EXTRACTED TEXT
Third on our list of potential breakout players is the one you probably haven’t thought about much, because unlike most players on Michigan’s team, he isn’t a lock to be a future NHLer (isn’t that a great sentence to say). Ciccolini was a 7th round pick, which isn’t nothing, especially for NHL hockey. Peasant hockey programs like Bowling Green (that's right, it's #HateWeek) would kill to have a 7th round pick on their roster, because that still speaks to real talent. It’s just in Ciccolini’s case, he’s lost in the shuffle because he’s not a top 100 pick, which is the new standard now, apparently.

When he entered the program, Ciccolini was decent news, though, because Michigan wasn’t nearly the talented team that they are now. He put together a promising freshman season, scoring 11 points in 26 games, and I hoped he would make a leap forward as a sophomore with the better talent joining the roster. That didn’t really happen. He scored a nearly identical 12 points in 24 games, down in the assists column, though his goals perked up from 1 to 7 (mostly the result of his shooting regressing to the mean, from 3.6% in 2020 to 18.9% last year).

EXTRACTED ENTRIES
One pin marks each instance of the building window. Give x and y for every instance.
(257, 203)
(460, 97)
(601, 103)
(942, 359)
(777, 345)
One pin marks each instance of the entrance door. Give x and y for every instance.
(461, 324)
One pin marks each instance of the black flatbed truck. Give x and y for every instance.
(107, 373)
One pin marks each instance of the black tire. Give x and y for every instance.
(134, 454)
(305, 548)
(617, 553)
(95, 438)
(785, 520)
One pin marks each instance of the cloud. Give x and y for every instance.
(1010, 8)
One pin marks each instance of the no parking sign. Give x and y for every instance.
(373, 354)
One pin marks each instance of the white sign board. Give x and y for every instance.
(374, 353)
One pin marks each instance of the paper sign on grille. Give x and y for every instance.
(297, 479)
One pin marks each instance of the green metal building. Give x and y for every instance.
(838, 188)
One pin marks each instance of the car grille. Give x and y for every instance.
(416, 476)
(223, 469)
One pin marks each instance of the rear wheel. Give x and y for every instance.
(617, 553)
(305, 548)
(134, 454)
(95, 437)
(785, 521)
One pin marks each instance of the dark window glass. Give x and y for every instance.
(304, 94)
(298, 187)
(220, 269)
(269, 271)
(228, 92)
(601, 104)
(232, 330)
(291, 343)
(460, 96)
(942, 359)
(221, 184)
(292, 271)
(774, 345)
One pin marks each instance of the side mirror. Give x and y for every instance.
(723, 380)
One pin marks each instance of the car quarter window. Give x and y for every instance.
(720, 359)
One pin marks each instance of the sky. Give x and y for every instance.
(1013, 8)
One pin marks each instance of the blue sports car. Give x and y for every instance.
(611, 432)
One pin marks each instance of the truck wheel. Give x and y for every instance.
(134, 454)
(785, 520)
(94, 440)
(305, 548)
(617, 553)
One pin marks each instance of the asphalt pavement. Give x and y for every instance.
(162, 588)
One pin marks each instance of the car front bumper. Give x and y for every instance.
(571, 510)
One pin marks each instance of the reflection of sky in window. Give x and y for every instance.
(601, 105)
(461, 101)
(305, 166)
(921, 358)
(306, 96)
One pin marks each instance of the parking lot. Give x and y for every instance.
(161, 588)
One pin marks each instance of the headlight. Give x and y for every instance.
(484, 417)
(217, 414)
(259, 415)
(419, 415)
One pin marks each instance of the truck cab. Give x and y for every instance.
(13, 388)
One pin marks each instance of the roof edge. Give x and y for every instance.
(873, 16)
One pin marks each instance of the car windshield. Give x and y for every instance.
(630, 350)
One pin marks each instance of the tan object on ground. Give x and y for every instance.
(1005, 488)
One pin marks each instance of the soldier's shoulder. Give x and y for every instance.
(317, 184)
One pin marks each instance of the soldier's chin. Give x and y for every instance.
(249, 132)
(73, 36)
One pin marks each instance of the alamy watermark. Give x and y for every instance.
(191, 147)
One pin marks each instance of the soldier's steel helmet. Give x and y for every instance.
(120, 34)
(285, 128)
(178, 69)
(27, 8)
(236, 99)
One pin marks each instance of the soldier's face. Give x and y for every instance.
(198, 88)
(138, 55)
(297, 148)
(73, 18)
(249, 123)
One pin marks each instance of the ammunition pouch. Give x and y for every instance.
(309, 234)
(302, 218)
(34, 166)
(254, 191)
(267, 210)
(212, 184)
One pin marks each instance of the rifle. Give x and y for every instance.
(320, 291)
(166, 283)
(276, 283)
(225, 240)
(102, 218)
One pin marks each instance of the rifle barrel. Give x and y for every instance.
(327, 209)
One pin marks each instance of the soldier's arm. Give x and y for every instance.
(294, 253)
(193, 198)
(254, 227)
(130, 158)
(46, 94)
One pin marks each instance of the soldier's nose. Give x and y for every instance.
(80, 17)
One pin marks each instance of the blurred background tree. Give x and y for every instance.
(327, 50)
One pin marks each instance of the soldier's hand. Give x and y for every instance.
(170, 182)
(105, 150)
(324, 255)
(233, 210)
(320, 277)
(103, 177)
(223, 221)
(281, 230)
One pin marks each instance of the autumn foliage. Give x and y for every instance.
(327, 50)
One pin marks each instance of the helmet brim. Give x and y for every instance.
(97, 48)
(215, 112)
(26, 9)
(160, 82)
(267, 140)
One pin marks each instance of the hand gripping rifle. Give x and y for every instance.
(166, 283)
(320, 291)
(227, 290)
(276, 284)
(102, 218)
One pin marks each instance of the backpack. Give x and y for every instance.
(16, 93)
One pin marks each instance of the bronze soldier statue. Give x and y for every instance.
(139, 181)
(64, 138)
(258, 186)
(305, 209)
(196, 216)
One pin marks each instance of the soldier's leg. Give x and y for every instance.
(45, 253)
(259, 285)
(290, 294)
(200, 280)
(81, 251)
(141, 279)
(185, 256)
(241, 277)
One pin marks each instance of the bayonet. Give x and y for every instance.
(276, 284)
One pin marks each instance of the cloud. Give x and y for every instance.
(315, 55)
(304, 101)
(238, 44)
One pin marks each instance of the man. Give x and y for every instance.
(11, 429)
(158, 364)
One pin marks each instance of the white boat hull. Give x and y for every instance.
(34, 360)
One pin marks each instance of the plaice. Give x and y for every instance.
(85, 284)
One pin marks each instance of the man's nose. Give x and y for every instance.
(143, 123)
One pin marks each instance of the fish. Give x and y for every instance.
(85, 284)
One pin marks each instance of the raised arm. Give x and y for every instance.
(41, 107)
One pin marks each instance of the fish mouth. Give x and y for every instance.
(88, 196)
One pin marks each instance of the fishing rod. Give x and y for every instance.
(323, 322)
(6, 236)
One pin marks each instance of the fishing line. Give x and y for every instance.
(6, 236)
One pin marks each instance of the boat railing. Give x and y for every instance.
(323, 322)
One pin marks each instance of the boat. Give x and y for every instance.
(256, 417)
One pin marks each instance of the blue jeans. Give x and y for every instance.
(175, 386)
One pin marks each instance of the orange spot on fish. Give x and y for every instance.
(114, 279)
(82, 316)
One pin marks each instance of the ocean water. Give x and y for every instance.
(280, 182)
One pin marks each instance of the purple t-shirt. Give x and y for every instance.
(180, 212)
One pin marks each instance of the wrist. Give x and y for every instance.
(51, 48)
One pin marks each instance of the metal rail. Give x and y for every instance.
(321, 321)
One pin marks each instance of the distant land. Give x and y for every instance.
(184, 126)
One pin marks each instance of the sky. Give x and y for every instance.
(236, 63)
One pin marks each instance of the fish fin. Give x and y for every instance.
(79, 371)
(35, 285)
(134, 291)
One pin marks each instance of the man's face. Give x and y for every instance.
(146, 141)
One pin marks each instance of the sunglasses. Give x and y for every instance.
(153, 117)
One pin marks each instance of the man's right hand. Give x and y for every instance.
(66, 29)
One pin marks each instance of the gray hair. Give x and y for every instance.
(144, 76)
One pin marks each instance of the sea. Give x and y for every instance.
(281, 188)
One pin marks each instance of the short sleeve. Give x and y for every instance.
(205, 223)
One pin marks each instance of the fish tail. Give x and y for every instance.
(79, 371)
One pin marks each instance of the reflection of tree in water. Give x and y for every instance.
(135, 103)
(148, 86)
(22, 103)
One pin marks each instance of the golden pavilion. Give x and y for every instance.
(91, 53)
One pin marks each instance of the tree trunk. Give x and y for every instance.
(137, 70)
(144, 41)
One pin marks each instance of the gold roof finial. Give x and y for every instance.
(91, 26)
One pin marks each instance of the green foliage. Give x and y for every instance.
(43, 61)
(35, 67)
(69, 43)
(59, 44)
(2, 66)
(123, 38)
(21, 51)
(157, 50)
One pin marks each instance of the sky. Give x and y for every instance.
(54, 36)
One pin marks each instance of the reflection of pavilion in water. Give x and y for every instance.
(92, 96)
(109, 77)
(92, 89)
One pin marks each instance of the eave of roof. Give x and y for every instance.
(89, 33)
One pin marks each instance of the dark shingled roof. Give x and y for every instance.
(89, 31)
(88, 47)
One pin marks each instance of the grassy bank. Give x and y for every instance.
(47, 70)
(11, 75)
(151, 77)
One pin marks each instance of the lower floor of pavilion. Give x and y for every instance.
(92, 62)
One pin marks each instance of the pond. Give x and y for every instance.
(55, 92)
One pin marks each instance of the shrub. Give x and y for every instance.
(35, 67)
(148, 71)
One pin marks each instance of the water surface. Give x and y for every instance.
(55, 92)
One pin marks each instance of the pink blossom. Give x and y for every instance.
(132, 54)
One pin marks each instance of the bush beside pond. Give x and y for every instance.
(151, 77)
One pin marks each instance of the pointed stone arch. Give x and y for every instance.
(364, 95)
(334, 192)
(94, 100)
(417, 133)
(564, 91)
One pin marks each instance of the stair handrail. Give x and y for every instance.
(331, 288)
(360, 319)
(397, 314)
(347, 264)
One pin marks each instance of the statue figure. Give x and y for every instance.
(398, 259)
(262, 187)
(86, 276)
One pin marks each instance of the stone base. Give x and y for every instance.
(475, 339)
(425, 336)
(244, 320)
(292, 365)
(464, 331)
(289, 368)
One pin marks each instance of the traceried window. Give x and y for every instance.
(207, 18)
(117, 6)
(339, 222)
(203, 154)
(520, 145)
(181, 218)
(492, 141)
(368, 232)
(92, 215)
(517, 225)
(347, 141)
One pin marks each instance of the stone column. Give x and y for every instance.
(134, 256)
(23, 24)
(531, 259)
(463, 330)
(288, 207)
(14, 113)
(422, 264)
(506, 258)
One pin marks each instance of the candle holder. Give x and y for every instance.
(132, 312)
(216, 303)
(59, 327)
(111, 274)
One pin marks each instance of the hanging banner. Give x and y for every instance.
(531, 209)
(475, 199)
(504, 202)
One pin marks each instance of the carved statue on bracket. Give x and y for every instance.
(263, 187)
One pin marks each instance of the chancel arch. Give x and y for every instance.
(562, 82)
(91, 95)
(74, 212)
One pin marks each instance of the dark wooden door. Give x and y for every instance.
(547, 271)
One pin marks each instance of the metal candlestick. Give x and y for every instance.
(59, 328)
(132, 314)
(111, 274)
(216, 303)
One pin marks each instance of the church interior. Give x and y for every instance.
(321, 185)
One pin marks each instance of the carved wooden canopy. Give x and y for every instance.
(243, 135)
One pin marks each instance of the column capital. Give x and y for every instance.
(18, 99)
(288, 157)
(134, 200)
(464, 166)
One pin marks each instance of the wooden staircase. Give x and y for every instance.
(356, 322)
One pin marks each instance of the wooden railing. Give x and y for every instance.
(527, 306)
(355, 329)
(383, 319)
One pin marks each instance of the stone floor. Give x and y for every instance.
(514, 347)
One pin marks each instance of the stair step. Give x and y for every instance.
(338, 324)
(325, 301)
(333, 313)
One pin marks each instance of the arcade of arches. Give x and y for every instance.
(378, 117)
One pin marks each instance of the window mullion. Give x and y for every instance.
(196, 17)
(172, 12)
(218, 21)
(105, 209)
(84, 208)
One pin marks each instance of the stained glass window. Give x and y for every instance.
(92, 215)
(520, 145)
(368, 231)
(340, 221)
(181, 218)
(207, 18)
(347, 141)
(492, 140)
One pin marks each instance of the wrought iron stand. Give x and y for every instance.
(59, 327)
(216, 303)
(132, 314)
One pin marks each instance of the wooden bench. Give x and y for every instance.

PARTS OF THE EXERCISE
[a] Answer these questions from the passage about Ciccolini:
(i) In which round was he drafted?
(ii) How many points did he score as a freshman, and in how many games?
(iii) What was his shooting percentage last year?
[b] Resume the piece about Ciccolini, picking up right after its final sentence.
The material after the text stands on its own and has nothing to do with it.

RESPONSES
[a]
(i) The 7th round.
(ii) 11 points in 26 games.
(iii) 18.9%.

[b]
But just because Ciccolini didn’t make the leap didn’t signal that he was a bad player. He was a very solid top nine winger, and every NCAA team could use players like that on their roster. It’s just a question of whether Ciccolini can get to the next level and move beyond “decent”. Right now, Ciccolini is a forward with a decent shot who works hard, and can generally be trusted to chip in here and there. But he’s not a player who drives a line, and he’s not someone who jumps off the screen.

Part of the reason the Vaughan, ON, native is merely “decent” may be that he played a lot with Johnny Beecher last season, and as you read in the centers section, Beecher has also struggled to drive a line and create offensive opportunities. I think Ciccolini would be better served as the third wheel with Bordeleau/Brisson or Beniers/KJ than he would be trying to make something happen with Beecher on the third line. Michigan tried that last season, and it didn’t really pop. Though it’s reasonable to expect improvement from Ciccolini as he ages into an upperclassman at the NCAA level, Mel also needs to put him in positions to succeed. The Bordeleau line in particular could use a player to bang around down low and score goals around the net. Goals like these:

If Ciccolini can commit himself to playing the netfront, he could fit on either of Michigan’s top two lines. And if that happens, a big uptick in production is likely.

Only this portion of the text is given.